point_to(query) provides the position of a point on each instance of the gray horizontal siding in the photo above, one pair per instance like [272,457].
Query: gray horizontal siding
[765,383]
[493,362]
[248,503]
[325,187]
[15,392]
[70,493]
━━━━━━━━
• What is expected
The full listing, top to bottom: write it out again exactly.

• Response area
point_to(query) provides the position of a point on each instance of the gray horizontal siding in the photo above, one pair per instance like [272,457].
Query: gray horizontal siding
[765,383]
[493,362]
[248,503]
[325,187]
[15,392]
[70,493]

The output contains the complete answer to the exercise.